SET PROBLEM ->
Retype exactly the lines from the line with "indicate the white" to the end of the data, keeping both boundary lines.

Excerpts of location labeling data
######

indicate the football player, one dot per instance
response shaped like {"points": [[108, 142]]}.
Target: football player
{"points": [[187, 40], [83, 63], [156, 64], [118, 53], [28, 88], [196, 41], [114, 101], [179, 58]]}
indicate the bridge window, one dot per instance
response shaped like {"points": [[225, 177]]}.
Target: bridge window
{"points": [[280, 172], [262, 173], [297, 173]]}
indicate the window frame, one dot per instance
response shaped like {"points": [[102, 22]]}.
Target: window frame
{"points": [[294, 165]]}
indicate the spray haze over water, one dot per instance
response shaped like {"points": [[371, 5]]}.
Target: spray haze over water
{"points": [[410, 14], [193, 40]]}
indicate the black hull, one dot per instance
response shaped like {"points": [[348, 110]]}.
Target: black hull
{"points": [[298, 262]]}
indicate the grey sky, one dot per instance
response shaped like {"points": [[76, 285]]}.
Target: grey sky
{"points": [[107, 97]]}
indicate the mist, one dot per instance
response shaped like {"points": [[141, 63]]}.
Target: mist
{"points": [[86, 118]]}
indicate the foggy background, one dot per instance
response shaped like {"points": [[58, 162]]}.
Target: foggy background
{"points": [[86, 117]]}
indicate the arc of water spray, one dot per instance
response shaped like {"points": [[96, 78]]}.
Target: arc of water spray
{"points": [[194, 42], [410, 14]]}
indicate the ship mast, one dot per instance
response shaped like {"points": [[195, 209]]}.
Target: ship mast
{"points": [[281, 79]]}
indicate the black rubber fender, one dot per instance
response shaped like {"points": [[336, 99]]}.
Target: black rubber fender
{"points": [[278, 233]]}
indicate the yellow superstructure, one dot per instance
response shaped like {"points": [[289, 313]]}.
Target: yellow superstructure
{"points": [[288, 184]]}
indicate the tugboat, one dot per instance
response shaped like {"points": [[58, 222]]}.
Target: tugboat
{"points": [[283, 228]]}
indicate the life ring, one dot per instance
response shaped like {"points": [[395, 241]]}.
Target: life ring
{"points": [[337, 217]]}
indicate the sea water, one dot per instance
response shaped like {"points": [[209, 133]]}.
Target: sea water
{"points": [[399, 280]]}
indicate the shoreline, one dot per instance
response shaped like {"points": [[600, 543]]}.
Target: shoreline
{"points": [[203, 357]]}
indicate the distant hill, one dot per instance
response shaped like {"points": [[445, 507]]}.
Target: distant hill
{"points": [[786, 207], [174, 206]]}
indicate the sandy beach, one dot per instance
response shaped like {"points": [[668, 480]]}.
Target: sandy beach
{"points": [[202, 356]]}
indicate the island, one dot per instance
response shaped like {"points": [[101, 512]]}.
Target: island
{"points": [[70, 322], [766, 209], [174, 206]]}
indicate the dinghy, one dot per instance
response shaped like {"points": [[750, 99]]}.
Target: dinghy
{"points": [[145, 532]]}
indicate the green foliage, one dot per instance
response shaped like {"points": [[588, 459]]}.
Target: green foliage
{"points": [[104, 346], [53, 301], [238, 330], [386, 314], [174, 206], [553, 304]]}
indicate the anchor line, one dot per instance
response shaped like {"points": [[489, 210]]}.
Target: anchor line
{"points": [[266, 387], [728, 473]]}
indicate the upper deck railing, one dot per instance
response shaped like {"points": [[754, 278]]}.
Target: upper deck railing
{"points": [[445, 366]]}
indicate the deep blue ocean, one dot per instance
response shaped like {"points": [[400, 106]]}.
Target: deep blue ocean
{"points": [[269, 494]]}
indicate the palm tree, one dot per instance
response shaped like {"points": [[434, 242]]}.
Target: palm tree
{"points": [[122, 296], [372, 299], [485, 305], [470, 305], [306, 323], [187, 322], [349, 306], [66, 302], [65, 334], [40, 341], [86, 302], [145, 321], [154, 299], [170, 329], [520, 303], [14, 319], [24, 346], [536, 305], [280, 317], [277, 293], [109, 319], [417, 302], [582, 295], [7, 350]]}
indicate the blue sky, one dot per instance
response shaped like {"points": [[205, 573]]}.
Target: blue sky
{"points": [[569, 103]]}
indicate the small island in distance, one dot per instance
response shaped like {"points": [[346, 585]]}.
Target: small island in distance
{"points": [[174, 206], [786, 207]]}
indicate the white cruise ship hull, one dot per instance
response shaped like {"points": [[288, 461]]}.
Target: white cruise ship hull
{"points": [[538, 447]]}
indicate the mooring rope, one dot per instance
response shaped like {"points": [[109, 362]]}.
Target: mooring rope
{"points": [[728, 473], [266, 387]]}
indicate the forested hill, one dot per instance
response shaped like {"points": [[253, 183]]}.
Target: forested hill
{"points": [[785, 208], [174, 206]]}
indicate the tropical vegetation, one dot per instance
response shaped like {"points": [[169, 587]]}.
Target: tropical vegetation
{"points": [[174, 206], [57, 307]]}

######

EXPECTED ANSWER ->
indicate the white cruise ship hull, one dot per instance
response shaped like {"points": [[288, 461]]}.
Target: white cruise ship hull
{"points": [[538, 447]]}
indicate the mooring rope, one dot per instance
response shaped like {"points": [[109, 362]]}.
Target: mooring rope
{"points": [[728, 473], [266, 387]]}
indicate the forested hill, one dot per instance
response shaped like {"points": [[253, 183]]}.
Target: forested hill
{"points": [[785, 208], [174, 206]]}
indicate the tropical vegetation, one dot per instance
response shaped like {"points": [[169, 587]]}.
Target: tropical vegetation
{"points": [[174, 206], [57, 307]]}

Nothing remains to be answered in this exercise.